- **Consigne A**
Reproduisez à l'identique les lignes des enregistrements, de la ligne contenant « of the trailer » jusqu'à la ligne contenant « 73L237 71L233 73L231 », ces deux lignes incluses. N'incluez pas les images dans votre réponse.

Les rivalités entre Espagne et Portugal aboutissent à un partage du monde :

● 1479/80 - Traité d’Alcaçovas : confirme la domination portugaise en Afrique au sud


des Canaries, tandis que les Espagnols se concentrent sur l’Atlantique.
● 1493 - Bulle Inter Caetera : divise le monde en attribuant l’Est aux Portugais et
l’Ouest aux Espagnols.
● 1494 - Traité de Tordesillas : les Portugais obtiennent le déplacement de cette ligne
vers l’Ouest, leur accordant ainsi le Brésil.

La papauté est perçue comme l’autorité universelle, ayant le pouvoir de distribuer les
territoires pour le bénéfice de la chrétienté. Ce pouvoir est bientôt remis en question au
XVIe siècle, mais reste au cœur des objectifs d’évangélisation des couronnes ibériques, qui
se voient confier le rôle de "Rois Catholiques" dès 1496.

Un Empire Basé sur la Conquête et l’Exclusivité Océanique

Les Portugais se concentrent sur la maîtrise des routes maritimes, établissant des comptoirs
en Afrique et en Asie sans occuper l’intérieur des terres. L’Espagne, en revanche, cherche à
contrôler le continent américain, établissant des colonies et intégrant les populations locales
dans un système de domination directe.

- **Données fournies**
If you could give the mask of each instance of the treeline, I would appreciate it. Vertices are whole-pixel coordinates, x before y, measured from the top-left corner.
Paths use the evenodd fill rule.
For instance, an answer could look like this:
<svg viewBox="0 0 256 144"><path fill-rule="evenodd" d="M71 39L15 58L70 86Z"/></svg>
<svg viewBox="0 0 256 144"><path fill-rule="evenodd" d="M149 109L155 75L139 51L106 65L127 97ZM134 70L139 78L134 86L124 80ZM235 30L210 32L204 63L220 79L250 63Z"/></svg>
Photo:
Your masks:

* * *

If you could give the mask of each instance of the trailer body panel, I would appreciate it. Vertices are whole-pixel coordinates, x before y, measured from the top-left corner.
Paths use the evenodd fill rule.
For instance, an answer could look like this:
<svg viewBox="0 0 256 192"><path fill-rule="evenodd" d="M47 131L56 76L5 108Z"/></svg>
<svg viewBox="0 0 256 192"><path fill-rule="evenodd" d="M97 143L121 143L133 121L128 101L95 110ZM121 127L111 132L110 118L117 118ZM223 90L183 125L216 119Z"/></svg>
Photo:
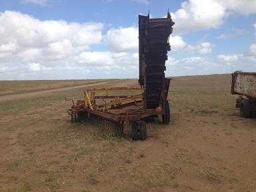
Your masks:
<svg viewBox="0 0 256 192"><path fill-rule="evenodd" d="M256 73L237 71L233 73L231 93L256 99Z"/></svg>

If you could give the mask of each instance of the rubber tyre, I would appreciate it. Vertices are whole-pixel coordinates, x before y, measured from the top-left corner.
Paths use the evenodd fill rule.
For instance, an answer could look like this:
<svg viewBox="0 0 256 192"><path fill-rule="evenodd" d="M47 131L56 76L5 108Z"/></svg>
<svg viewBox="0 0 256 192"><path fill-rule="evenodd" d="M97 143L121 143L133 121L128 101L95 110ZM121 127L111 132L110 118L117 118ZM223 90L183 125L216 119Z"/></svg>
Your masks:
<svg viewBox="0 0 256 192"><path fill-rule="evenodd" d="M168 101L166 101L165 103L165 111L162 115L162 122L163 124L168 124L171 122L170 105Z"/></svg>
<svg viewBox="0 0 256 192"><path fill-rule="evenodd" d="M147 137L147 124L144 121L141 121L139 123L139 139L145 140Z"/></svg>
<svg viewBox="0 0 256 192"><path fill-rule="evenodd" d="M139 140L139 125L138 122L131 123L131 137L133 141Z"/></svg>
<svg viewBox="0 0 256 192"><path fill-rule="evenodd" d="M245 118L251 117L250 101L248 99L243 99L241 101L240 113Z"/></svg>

* * *

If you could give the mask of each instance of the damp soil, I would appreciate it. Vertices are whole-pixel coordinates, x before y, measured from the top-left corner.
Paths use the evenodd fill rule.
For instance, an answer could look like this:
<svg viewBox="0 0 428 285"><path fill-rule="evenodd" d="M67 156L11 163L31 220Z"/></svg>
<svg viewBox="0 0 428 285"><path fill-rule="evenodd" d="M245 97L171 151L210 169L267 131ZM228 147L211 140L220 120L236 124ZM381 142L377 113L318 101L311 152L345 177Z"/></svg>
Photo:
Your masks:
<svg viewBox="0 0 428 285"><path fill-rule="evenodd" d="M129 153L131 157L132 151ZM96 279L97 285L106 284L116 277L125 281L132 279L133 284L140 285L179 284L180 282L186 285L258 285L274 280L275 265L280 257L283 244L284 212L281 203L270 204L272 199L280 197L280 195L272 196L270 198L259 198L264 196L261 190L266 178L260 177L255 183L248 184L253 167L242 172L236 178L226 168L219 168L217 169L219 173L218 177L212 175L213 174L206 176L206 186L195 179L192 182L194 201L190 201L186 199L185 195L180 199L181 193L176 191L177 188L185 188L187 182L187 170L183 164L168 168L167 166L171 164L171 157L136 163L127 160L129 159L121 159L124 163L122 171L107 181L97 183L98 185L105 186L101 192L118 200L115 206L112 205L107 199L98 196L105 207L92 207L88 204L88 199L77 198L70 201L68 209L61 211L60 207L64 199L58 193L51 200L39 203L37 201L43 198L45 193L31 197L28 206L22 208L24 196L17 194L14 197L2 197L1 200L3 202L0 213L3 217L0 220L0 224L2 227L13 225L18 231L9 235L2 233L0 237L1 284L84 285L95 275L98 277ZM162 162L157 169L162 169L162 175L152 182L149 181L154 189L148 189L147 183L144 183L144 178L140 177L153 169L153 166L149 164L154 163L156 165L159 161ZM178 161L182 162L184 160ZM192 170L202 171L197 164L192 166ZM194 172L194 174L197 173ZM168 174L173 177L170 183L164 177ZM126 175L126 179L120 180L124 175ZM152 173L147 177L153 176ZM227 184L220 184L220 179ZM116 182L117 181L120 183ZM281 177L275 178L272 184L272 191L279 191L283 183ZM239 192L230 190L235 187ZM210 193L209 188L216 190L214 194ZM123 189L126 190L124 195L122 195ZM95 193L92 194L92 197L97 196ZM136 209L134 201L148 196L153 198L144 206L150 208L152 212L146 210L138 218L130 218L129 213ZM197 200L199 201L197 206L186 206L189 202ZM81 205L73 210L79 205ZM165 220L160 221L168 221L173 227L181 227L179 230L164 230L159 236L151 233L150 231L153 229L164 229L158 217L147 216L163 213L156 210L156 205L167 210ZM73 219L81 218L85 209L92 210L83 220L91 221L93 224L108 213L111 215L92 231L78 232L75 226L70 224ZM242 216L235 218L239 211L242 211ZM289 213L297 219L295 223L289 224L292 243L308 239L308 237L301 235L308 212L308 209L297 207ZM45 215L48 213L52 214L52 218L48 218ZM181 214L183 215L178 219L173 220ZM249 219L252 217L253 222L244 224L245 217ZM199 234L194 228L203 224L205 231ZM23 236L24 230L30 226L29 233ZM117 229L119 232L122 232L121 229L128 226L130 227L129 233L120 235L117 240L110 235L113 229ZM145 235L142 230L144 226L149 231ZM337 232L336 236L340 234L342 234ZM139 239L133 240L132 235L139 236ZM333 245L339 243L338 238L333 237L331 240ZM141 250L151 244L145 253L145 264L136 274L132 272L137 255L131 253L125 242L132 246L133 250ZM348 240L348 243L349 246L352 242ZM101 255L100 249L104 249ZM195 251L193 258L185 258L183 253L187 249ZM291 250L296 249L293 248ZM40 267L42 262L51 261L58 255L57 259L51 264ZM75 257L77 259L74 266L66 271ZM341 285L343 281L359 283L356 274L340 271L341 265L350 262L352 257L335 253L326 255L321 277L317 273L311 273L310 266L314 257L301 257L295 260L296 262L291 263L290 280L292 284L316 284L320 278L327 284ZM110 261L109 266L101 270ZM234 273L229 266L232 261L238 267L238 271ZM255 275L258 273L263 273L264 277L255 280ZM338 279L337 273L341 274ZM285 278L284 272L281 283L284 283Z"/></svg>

- **Consigne B**
Selon l'extrait sur le partage du monde entre Espagne et Portugal, quel traité permet aux Portugais d'obtenir le Brésil ?

- **Réponse rédigée A**
If you could give the mask of each instance of the trailer body panel, I would appreciate it. Vertices are whole-pixel coordinates, x before y, measured from the top-left corner.
Paths use the evenodd fill rule.
For instance, an answer could look like this:
<svg viewBox="0 0 256 192"><path fill-rule="evenodd" d="M47 131L56 76L5 108Z"/></svg>
<svg viewBox="0 0 256 192"><path fill-rule="evenodd" d="M97 143L121 143L133 121L128 101L95 110ZM121 127L111 132L110 118L117 118ZM223 90L183 125L216 119Z"/></svg>
Photo:
Your masks:
<svg viewBox="0 0 256 192"><path fill-rule="evenodd" d="M256 73L237 71L233 73L231 93L256 99Z"/></svg>

- **Réponse rédigée B**
Le traité de Tordesillas, en 1494.